DIRECTIONS FOR THIS TASK.
Output the full material exactly as it appears here.

— BEGIN DATA IN THIS EXERCISE —

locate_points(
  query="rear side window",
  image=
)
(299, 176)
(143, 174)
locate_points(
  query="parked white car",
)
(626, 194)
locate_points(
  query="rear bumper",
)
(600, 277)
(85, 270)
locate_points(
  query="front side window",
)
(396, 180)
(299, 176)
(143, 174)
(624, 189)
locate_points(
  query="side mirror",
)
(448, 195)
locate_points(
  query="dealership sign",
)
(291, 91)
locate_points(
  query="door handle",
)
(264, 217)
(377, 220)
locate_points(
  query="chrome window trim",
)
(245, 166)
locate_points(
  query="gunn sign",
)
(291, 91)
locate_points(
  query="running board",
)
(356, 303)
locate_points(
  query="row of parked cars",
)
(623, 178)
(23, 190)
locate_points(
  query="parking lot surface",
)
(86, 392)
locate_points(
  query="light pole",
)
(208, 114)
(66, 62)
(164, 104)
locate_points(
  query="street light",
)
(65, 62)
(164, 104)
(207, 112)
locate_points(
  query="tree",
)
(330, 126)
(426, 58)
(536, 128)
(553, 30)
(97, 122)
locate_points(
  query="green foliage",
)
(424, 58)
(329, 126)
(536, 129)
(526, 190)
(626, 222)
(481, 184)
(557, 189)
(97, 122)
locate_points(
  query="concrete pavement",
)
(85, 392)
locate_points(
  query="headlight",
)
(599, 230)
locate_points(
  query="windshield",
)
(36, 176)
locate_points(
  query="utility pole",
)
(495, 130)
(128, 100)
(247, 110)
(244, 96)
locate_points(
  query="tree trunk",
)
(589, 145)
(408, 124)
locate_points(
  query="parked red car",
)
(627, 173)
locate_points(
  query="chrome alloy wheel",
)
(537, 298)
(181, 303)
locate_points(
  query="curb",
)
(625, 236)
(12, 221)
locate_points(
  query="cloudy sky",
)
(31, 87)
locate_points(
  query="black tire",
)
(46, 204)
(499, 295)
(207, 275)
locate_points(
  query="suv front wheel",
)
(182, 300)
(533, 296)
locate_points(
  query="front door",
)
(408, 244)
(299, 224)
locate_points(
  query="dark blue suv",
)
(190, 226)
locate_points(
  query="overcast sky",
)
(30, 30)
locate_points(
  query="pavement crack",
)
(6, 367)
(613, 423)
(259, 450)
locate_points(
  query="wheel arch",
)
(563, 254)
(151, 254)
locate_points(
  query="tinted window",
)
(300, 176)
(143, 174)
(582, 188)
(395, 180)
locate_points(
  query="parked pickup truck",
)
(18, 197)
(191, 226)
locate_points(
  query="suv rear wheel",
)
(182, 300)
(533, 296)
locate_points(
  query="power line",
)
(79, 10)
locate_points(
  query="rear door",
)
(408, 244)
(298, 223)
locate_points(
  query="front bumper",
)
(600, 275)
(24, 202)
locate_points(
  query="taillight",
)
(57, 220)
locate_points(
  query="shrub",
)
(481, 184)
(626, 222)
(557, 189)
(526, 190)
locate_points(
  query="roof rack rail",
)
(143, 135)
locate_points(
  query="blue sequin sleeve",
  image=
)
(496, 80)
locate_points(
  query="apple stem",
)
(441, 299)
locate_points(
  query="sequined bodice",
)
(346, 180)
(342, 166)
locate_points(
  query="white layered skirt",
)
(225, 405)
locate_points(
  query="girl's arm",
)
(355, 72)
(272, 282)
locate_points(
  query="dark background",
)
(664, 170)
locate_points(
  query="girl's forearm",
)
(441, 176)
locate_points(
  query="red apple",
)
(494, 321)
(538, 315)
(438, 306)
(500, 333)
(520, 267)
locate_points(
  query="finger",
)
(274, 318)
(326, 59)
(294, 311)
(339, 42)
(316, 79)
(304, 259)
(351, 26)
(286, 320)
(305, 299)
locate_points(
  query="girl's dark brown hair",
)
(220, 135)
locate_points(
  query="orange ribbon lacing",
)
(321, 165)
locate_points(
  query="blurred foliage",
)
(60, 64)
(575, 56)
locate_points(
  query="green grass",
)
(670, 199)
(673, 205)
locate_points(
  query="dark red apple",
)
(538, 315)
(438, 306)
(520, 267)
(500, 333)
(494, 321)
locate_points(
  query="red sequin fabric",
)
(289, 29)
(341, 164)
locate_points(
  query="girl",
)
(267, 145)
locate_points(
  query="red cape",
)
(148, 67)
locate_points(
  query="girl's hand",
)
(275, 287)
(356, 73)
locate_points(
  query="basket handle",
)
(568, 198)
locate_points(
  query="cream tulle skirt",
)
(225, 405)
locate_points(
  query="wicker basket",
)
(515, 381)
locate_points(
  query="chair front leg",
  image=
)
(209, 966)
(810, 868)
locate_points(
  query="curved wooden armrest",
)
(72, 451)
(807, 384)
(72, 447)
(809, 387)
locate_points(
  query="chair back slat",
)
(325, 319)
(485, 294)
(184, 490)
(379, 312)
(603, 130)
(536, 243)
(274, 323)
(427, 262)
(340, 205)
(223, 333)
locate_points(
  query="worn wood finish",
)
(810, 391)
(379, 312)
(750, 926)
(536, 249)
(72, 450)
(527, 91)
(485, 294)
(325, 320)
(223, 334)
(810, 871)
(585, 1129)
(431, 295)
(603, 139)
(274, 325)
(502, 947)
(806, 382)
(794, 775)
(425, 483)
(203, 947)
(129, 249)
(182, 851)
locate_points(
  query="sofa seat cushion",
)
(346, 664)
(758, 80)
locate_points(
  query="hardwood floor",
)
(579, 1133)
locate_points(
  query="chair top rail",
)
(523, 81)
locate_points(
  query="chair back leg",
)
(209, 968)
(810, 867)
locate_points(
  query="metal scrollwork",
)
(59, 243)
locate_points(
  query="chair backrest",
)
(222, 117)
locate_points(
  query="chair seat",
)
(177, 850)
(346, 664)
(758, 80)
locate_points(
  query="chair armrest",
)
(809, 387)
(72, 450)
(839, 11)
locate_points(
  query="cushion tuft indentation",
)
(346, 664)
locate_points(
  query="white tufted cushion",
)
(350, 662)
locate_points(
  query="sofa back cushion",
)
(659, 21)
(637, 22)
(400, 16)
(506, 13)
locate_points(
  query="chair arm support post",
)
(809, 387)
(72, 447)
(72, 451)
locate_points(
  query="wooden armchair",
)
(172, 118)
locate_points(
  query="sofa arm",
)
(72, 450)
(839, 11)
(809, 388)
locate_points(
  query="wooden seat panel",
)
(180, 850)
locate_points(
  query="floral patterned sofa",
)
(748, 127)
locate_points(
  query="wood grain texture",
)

— END DATA IN THIS EXERCISE —

REPLY.
locate_points(
  query="rear side window",
  image=
)
(299, 176)
(143, 174)
locate_points(
  query="parked white car",
)
(626, 194)
locate_points(
  query="rear bumper",
)
(600, 277)
(85, 270)
locate_points(
  query="front side window",
)
(396, 180)
(299, 176)
(143, 174)
(624, 189)
locate_points(
  query="side mirror",
)
(448, 195)
locate_points(
  query="dealership sign",
)
(291, 91)
locate_points(
  query="door handle",
)
(264, 217)
(377, 220)
locate_points(
  query="chrome window trim",
)
(245, 166)
locate_points(
  query="gunn sign",
)
(291, 91)
locate_points(
  query="running board",
)
(356, 303)
locate_points(
  query="row of parked cars",
)
(623, 178)
(23, 190)
locate_points(
  query="parking lot surface",
)
(86, 392)
locate_points(
  query="light pole",
)
(208, 114)
(66, 62)
(164, 104)
locate_points(
  query="street light",
)
(65, 62)
(164, 104)
(207, 112)
locate_points(
  query="tree",
)
(330, 126)
(426, 58)
(536, 128)
(553, 30)
(97, 122)
locate_points(
  query="green foliage",
)
(424, 58)
(329, 126)
(536, 129)
(526, 190)
(626, 222)
(481, 184)
(557, 189)
(97, 122)
locate_points(
  query="concrete pavement",
)
(85, 392)
locate_points(
  query="headlight",
)
(599, 230)
locate_points(
  query="windshield",
)
(36, 176)
locate_points(
  query="utility pole",
)
(495, 130)
(128, 100)
(247, 110)
(244, 96)
locate_points(
  query="tree trunk",
)
(589, 145)
(408, 124)
locate_points(
  query="parked red car",
)
(627, 173)
locate_points(
  query="chrome alloy wheel",
)
(537, 298)
(181, 303)
locate_points(
  query="curb",
)
(625, 236)
(12, 221)
locate_points(
  query="cloudy sky",
)
(31, 87)
locate_points(
  query="black tire",
)
(46, 204)
(499, 295)
(207, 275)
locate_points(
  query="suv front wheel",
)
(182, 300)
(533, 296)
locate_points(
  query="front door",
)
(408, 244)
(299, 224)
locate_points(
  query="dark blue suv",
)
(190, 226)
locate_points(
  query="overcast sky",
)
(30, 30)
locate_points(
  query="pavement crack",
)
(6, 367)
(613, 423)
(259, 450)
locate_points(
  query="wheel arch",
)
(563, 254)
(151, 254)
locate_points(
  query="tinted window",
)
(300, 176)
(143, 174)
(582, 188)
(395, 180)
locate_points(
  query="parked pickup truck",
)
(18, 197)
(191, 226)
locate_points(
  query="suv rear wheel",
)
(182, 300)
(533, 296)
locate_points(
  query="power line",
)
(79, 10)
locate_points(
  query="rear door",
)
(408, 244)
(298, 223)
locate_points(
  query="front bumper",
)
(600, 275)
(24, 202)
locate_points(
  query="taillight",
)
(57, 220)
locate_points(
  query="shrub",
)
(481, 184)
(626, 222)
(557, 189)
(526, 190)
locate_points(
  query="roof rack rail",
)
(143, 135)
locate_points(
  query="blue sequin sleeve",
  image=
)
(496, 80)
locate_points(
  query="apple stem",
)
(441, 299)
locate_points(
  query="sequined bodice",
)
(346, 180)
(342, 166)
locate_points(
  query="white layered skirt",
)
(225, 405)
locate_points(
  query="girl's arm",
)
(355, 72)
(272, 282)
locate_points(
  query="dark background",
)
(664, 170)
locate_points(
  query="girl's forearm",
)
(441, 176)
locate_points(
  query="red apple",
)
(494, 321)
(538, 315)
(438, 306)
(500, 333)
(520, 267)
locate_points(
  query="finger",
)
(274, 318)
(326, 59)
(294, 311)
(339, 42)
(316, 79)
(304, 259)
(351, 26)
(286, 320)
(305, 299)
locate_points(
  query="girl's dark brown hair",
)
(220, 135)
locate_points(
  query="orange ribbon lacing",
)
(321, 165)
locate_points(
  query="blurred foliage",
)
(60, 64)
(575, 56)
locate_points(
  query="green grass",
)
(670, 199)
(673, 205)
locate_points(
  query="dark red apple",
)
(538, 315)
(438, 306)
(520, 267)
(500, 333)
(494, 321)
locate_points(
  query="red sequin fabric",
)
(289, 29)
(341, 164)
locate_points(
  query="girl",
)
(267, 145)
locate_points(
  query="red cape",
)
(148, 67)
locate_points(
  query="girl's hand",
)
(275, 287)
(356, 73)
locate_points(
  query="basket handle",
)
(568, 198)
locate_points(
  query="cream tulle skirt",
)
(225, 405)
locate_points(
  query="wicker basket",
)
(515, 381)
locate_points(
  query="chair front leg",
  image=
)
(209, 966)
(810, 868)
locate_points(
  query="curved wooden armrest",
)
(72, 451)
(807, 384)
(72, 447)
(809, 387)
locate_points(
  query="chair back slat",
)
(325, 319)
(485, 294)
(184, 490)
(379, 312)
(603, 130)
(536, 243)
(274, 323)
(427, 262)
(340, 205)
(223, 333)
locate_points(
  query="worn wood finish",
)
(810, 391)
(379, 312)
(750, 926)
(536, 249)
(72, 450)
(527, 91)
(485, 294)
(325, 320)
(223, 334)
(810, 871)
(585, 1129)
(431, 295)
(603, 139)
(274, 325)
(502, 947)
(806, 382)
(794, 775)
(425, 483)
(203, 947)
(129, 249)
(182, 851)
locate_points(
  query="sofa seat cushion",
)
(346, 664)
(758, 80)
locate_points(
  query="hardwood floor",
)
(579, 1133)
locate_points(
  query="chair top rail",
)
(523, 81)
locate_points(
  query="chair back leg",
)
(209, 968)
(810, 867)
locate_points(
  query="metal scrollwork",
)
(59, 243)
locate_points(
  query="chair backrest",
)
(222, 117)
locate_points(
  query="chair seat",
)
(177, 850)
(346, 664)
(758, 80)
locate_points(
  query="chair armrest",
)
(809, 387)
(72, 450)
(839, 11)
locate_points(
  query="cushion tuft indentation",
)
(346, 664)
locate_points(
  query="white tufted cushion",
)
(350, 662)
locate_points(
  query="sofa back cushion",
)
(659, 21)
(637, 22)
(400, 16)
(506, 13)
locate_points(
  query="chair arm support post",
)
(809, 387)
(72, 447)
(72, 451)
locate_points(
  query="wooden armchair",
)
(172, 118)
locate_points(
  query="sofa arm",
)
(72, 450)
(839, 11)
(809, 388)
locate_points(
  query="wooden seat panel",
)
(180, 850)
locate_points(
  query="floral patterned sofa",
)
(748, 127)
locate_points(
  query="wood grain texture",
)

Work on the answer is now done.